### TASK DIRECTIONS
Reproduce the records starting at the line that contains "locate: white shirt" and ending at the last line of the records, renaming "result" to "answer" and changing nothing else.

(Pointing dataset records)
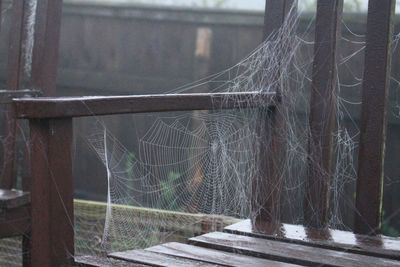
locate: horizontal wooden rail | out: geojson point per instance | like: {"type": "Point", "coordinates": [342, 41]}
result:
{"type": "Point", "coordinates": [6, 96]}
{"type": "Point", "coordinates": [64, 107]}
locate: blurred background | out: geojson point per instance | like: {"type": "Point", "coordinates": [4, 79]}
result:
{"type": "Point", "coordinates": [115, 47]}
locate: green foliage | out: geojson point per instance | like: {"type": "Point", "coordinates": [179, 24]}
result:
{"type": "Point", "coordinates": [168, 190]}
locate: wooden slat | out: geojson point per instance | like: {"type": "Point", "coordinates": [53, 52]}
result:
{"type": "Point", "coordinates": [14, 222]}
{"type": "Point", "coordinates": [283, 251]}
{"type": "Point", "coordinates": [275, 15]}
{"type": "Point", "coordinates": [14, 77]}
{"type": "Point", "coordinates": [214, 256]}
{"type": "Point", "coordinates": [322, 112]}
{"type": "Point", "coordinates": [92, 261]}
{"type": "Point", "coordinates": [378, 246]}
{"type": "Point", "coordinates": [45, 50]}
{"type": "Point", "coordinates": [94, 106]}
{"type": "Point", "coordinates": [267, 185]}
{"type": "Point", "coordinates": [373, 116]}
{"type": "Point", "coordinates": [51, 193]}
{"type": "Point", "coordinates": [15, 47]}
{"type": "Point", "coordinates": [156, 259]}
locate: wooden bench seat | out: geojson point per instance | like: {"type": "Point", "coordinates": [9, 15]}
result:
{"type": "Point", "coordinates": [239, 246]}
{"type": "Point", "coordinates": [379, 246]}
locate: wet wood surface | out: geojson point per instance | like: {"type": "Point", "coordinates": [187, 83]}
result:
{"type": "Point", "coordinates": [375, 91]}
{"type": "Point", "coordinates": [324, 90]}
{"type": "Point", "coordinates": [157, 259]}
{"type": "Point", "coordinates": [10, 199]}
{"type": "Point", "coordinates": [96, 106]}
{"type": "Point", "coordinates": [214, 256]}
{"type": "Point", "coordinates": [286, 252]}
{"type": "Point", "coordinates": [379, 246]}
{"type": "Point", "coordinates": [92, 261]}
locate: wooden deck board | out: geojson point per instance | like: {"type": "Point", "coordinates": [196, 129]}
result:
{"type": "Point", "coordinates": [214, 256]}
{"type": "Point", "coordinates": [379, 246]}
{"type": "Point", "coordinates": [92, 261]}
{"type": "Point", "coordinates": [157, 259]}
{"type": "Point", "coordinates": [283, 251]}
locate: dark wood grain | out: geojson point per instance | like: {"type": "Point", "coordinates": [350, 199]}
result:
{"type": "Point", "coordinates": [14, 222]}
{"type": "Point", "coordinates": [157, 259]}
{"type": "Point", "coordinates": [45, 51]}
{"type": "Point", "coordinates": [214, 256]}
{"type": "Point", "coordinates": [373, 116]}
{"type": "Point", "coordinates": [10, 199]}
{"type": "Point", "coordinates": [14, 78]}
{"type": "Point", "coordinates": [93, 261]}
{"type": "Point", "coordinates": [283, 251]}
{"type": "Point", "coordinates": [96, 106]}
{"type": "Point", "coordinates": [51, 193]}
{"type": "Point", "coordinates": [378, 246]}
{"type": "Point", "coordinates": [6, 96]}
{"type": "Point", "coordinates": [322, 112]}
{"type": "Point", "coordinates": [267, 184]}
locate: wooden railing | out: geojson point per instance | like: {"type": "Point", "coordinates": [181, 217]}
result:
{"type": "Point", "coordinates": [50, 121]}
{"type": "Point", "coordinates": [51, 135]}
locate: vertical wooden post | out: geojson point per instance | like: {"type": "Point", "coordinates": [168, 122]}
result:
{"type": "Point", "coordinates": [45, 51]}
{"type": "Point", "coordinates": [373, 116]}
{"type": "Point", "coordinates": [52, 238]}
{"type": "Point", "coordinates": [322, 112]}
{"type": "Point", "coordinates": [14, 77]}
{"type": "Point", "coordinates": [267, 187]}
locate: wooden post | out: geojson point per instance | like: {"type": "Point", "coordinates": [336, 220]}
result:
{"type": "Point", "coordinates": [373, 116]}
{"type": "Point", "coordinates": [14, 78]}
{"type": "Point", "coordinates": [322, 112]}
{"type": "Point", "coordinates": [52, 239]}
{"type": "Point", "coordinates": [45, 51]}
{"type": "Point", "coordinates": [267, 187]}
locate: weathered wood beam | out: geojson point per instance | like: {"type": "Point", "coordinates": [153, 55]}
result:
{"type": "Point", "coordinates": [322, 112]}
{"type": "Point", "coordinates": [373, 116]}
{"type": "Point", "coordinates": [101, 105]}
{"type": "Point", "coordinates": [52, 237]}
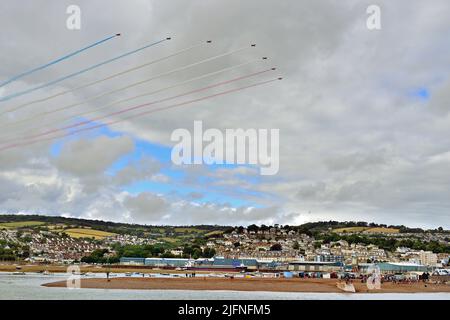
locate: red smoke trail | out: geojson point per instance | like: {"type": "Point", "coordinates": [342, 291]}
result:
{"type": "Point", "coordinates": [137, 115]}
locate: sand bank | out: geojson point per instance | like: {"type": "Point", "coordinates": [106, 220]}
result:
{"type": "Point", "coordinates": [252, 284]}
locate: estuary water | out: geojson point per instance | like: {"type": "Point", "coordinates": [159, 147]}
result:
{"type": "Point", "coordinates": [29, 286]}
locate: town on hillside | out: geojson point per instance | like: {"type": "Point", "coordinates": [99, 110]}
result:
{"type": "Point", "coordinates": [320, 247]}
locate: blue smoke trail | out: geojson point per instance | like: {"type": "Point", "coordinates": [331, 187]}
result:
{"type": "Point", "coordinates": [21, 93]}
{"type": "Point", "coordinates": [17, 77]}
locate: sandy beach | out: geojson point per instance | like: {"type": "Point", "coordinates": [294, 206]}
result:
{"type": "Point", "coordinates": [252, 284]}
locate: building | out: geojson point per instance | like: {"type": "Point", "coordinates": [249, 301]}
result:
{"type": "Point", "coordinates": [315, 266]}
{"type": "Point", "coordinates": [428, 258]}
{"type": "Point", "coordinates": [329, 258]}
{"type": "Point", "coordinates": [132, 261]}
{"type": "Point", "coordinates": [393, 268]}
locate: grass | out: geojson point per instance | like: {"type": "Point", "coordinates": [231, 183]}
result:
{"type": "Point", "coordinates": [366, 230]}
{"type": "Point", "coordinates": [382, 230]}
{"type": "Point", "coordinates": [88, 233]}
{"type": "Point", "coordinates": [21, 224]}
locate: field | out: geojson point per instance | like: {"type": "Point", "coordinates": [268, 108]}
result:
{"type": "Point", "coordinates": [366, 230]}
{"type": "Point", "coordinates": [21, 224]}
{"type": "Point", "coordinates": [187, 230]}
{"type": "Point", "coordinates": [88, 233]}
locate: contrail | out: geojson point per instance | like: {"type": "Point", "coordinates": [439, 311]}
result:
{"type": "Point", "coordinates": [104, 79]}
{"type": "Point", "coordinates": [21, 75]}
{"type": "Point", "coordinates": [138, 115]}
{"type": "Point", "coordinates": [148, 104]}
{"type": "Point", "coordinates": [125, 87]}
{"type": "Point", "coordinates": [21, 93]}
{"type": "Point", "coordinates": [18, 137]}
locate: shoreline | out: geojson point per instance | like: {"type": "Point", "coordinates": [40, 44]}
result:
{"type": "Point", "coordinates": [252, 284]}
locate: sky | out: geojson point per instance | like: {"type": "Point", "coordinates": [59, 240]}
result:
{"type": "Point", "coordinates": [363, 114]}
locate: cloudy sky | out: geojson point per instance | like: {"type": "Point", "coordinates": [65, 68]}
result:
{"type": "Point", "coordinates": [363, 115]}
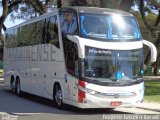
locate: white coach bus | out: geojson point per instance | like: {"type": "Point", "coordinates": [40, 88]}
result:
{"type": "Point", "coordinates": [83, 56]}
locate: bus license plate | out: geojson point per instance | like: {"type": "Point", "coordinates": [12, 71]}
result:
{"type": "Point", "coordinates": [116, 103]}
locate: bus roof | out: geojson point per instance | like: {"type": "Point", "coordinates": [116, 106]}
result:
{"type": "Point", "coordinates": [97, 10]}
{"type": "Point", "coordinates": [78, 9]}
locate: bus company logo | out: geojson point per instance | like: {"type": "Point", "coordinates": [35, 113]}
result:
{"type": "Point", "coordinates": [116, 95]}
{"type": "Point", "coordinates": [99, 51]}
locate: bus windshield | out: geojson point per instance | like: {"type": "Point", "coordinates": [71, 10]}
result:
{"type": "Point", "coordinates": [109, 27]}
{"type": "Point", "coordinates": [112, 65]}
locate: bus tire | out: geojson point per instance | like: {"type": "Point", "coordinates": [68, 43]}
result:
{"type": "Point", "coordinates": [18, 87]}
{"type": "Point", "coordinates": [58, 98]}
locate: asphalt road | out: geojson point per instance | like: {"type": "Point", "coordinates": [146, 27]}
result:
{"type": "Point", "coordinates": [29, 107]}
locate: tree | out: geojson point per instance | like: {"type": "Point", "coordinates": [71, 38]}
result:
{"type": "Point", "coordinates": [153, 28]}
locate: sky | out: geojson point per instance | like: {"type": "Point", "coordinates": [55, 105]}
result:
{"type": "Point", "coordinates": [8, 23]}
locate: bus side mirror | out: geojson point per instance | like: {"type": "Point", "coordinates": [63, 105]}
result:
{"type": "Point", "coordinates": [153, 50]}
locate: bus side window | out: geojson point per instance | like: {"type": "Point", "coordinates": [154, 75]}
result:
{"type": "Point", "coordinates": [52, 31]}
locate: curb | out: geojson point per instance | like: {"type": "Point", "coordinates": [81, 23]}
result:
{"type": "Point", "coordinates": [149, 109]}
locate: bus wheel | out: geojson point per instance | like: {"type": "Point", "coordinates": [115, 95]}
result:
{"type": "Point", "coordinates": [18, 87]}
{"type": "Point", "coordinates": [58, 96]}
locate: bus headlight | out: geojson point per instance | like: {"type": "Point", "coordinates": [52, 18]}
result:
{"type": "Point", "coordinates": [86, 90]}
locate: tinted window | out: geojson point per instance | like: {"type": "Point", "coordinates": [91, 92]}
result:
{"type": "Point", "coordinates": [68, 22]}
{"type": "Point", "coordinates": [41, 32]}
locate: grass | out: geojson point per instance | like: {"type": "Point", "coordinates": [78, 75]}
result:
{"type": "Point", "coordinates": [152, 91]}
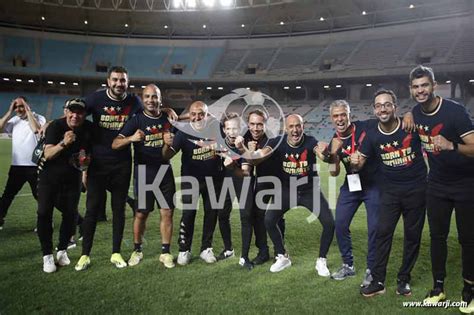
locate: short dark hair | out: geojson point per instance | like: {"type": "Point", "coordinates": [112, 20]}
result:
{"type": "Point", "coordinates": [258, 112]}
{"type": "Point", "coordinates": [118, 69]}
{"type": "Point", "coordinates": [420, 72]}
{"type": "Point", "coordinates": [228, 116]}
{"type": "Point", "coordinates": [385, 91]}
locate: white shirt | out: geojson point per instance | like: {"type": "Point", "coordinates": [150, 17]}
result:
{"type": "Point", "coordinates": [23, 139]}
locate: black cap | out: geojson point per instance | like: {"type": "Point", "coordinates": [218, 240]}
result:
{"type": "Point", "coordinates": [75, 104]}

### THE ANSWER
locate: white shirt | out: geojson point per instance | like: {"type": "Point", "coordinates": [150, 17]}
answer:
{"type": "Point", "coordinates": [23, 139]}
locate: black cap | out: geojson point per instance | like: {"type": "Point", "coordinates": [218, 240]}
answer:
{"type": "Point", "coordinates": [75, 104]}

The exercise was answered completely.